[SELECTED TEXT]:
───

Webscraping-for-Business

Webscraping for Business


Logo

Foreword

Webscraping for business with Scrapy and Playwright, Ubuntu devcontainer for development on Visual Studio Code.
Report Bug · Request Feature

Table of Contents

About

Setup

This project includes a Dev Container for Visual Studio Code. It serves as a full-featured development environment with everything needed to run the application. Dev Containers separate tools, libraries, or runtimes needed for working with a codebase. They aid in continuous integration and testing. Dev containers can be run locally or remotely, in a private or public cloud, in a variety of supporting tools and editors.

This devcontainer, is built IAW the dev containers specification and tailored for a build environment that runs Ubuntu version 22.04 and Python. Software libraries are installed in accordance with requirements.txt. Additionally, the devcontainer has git for version control and several extensions installed for Visual Studio Code as development utilities.

Scrapy

Scrapy is the bread and butter of this project. It is an application framework for crawling web sites and extracting structured data which can be used for a wide range of useful applications, like data mining, information processing or historical archival. To understand Scrapy, it’s helpful to reference it’s architecture. For more information, check the docs and the image below.

Scrapy Architecture

Prerequisites

To start, you need to have Docker Engine and Docker Compose on your machine. You can either:

This devcontainer is setup for development on Visual Studio Code. You should have it installed along with the remote development pack to enable the IDE’s devcontainers functionality.

Create a credentials.txt file to host your git configuration settings. This file is utilized by the devcontainer’s postCreateCommand as specified in .devcontainer.json. The format of this file should looks as such:

User:"YOUR NAME"
Email:"YOUR EMAIL"

All dependencies within your requirements.txt file will be handled during the build process with Docker.

───

[MATERIAL]:
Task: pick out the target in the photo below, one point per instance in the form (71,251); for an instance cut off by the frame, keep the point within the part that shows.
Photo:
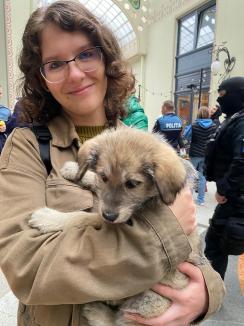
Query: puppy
(129,170)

───

[TASKS FOR THIS EXERCISE]:
- 1) According to the webscraping project page, which Ubuntu version does the devcontainer's build environment run?
- 2) Carry on the webscraping project page from its final sentence, in the same style.

[RESPONSES FOR EACH TASK]:
- 1) Ubuntu version 22.04.

- 2)
Getting started

Open Docker Desktop to run the Docker daemon, a background process that manages and coordinates Docker containers on your system. On VS Code, start the development container by running Dev Containers: Rebuild and Reopen In Container in the command palette. It can be accessed with the keyboard shortcut ctrl + shift + P on your keyboard. The command shows up as follows:

Rebuild and Reopen In Container

Doing so will start the build process for the devcontainer. Visual Studio will establish a remote connection to the development container with several common python extensions installed in the IDE. Of note, when a successful connection is established to the container, info for the Ubuntu OS is displayed as shown below:

Operating System Information

Scrapy doesn’t support JavaScript execution by default. So Playwright is used to prerender websites. Doing so gives Scrapy access it would otherwise lack to dynamically load content via JavaScript on an installed browser.

When the container launches successfully, you will have a Chromium browser installed for Playwright. Chromium is a free, open-source web browser created by Google. Several modern browsers - Edge, Chrome, Brave, Opera, Vivaldi, etc. - are built off Chromium. If you please, you can also run webscraping by downloading different browsers for your container. Playwright offers installation for chrome, chrome-beta, msedge, msedge-beta, msedge-dev, firefox, firefox-asan, and webkit. You can run the following commands or add them to the Dockerfile:

# Install a subset of available browsers for Playwright
playwright install <YOUR PREFERRED BROWSER(S)>

# Complete Playwright configuration by installing all system dependencies
playwright install-deps <YOUR PREFERRED BROWSER(S)>

This project includes several spiders. They are found in ./doral/doral/spiders. Some are for testing, others are still in development. Spiders can be run via their name, for example, try the following command to verify that the doral spider works:

scrapy crawl doral

License

Distributed under the MIT License. See LICENSE for more information.